#### Entries supplied:

========

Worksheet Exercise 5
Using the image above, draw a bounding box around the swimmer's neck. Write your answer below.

========

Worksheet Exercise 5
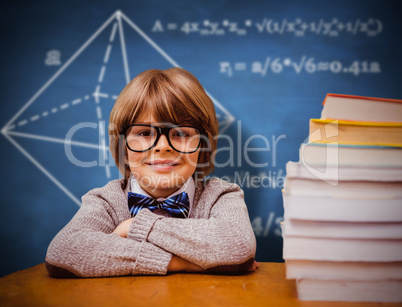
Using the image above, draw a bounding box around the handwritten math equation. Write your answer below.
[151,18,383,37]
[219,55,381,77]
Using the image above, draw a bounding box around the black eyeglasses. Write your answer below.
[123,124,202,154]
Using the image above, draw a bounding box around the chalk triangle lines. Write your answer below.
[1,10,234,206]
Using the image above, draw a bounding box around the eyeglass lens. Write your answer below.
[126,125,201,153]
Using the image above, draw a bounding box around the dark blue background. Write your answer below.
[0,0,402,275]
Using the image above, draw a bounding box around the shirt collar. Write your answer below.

========

#### Challenge:
Copy out word for word the stretch of the listing from the line containing "Using the image above, draw a bounding box around the chalk" through the line containing "Using the image above, draw a bounding box around the shirt", including both of those lines.

#### Answer in full:
Using the image above, draw a bounding box around the chalk triangle lines. Write your answer below.
[1,10,234,206]
Using the image above, draw a bounding box around the eyeglass lens. Write your answer below.
[126,125,201,153]
Using the image above, draw a bounding box around the dark blue background. Write your answer below.
[0,0,402,275]
Using the image above, draw a bounding box around the shirt collar. Write your answer below.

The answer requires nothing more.